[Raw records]
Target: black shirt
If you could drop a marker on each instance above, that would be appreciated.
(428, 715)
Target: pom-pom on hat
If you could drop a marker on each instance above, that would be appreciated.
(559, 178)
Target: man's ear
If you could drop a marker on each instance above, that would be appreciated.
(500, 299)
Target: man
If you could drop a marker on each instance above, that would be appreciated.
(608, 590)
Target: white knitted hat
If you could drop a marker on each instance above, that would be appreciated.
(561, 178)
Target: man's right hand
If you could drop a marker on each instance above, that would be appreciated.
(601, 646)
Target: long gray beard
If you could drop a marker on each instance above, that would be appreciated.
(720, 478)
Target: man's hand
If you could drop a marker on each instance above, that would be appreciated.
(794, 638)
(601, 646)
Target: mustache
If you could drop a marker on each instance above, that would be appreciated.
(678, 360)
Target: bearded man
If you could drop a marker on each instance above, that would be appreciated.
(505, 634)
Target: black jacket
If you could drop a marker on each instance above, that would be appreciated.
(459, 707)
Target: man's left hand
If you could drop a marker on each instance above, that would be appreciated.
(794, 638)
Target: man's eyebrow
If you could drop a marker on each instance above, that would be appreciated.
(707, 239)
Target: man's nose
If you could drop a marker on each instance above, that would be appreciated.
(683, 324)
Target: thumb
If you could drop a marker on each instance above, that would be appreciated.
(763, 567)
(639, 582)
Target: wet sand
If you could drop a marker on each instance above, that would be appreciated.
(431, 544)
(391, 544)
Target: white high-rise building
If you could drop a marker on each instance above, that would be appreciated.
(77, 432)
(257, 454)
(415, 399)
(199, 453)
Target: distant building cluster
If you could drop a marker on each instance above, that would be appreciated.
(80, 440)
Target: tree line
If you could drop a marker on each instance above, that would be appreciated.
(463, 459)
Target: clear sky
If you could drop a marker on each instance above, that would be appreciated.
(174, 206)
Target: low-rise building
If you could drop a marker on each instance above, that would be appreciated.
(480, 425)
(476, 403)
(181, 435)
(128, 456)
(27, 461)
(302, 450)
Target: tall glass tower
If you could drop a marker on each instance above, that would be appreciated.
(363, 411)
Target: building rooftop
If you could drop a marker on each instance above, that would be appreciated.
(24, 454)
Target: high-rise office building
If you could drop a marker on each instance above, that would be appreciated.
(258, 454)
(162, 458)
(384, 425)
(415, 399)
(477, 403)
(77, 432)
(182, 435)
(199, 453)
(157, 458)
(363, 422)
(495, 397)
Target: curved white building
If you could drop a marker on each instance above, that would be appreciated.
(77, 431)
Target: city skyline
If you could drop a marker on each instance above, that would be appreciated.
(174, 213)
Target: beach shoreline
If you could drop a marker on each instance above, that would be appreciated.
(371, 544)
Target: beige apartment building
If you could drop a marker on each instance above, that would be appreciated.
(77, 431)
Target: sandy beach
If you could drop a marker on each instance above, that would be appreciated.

Exercise instructions:
Return all of the material above unchanged, line for line, from the first line to the last.

Solved exercise:
Target: black shirt
If you could drop a marker on each instance above, that would be appreciated.
(428, 715)
Target: pom-pom on hat
If you could drop a marker on each instance above, that would be appreciated.
(559, 178)
Target: man's ear
If you could drop a marker on each instance above, that would be appreciated.
(500, 299)
Target: man
If you could drop a marker on each instance above, that would be appreciated.
(608, 590)
Target: white knitted hat
If you could drop a marker on each instance above, that would be appreciated.
(561, 178)
Target: man's right hand
If you could drop a marker on each instance above, that would be appreciated.
(601, 646)
Target: long gray beard
If you could drop a marker on each instance above, that would be appreciated.
(720, 478)
Target: man's hand
If you could drop a marker on each instance above, that would be appreciated.
(794, 638)
(601, 646)
Target: mustache
If you could drop a marker on each instance above, that would be appreciated.
(678, 360)
Target: bearded man
If you could drop a marker on each instance above, that would be appreciated.
(505, 634)
Target: black jacket
If you could drop a marker on each instance above, that would be appreciated.
(459, 707)
Target: man's left hand
If you could drop a marker on each instance above, that would be appreciated.
(794, 638)
Target: man's eyebrow
If you could drop a marker on each instance above, that would be appreciated.
(707, 239)
Target: man's nose
If you could drop a marker on each instance above, that would be appreciated.
(683, 324)
Target: thumb
If you could drop a marker on each instance above, that would be appreciated.
(763, 567)
(639, 582)
Target: wet sand
If you could drop a marker on each instance above, that would be appreciated.
(431, 544)
(391, 544)
Target: white high-rise building
If you could drop a marker on each instance above, that would be appreciated.
(77, 432)
(257, 454)
(415, 399)
(199, 453)
Target: distant building cluster
If you could drop a marker on each instance above, that would be appreciated.
(80, 440)
Target: tree line
If you could drop a marker on each instance above, that would be appreciated.
(463, 459)
Target: clear sky
If you could drop a marker on each instance above, that would be appreciated.
(174, 206)
Target: low-rise building
If you could drop a marker on each instance above, that would be appreciated.
(480, 425)
(476, 403)
(181, 435)
(128, 456)
(27, 461)
(302, 450)
Target: tall glass tower
If you could drop a marker on each instance above, that would be appreciated.
(363, 411)
Target: building rooftop
If you could drop a marker on each instance above, that would be appreciated.
(24, 454)
Target: high-rise office building
If you could drop a marker on each instance above, that would be appreciated.
(258, 454)
(162, 458)
(384, 425)
(415, 399)
(477, 403)
(77, 432)
(182, 435)
(199, 453)
(157, 458)
(363, 422)
(495, 397)
Target: curved white building
If you could drop a marker on each instance above, that would be appreciated.
(77, 431)
Target: city skyline
If you could drop a marker on each instance above, that would be appreciated.
(174, 213)
Target: beach shoreline
If you could drop a marker on each instance above, that would be appreciated.
(371, 544)
Target: beige apartment building
If you could drop a marker on each instance above, that would be appreciated.
(77, 431)
Target: sandy beach
If you could drop a marker on each instance above, that would be appreciated.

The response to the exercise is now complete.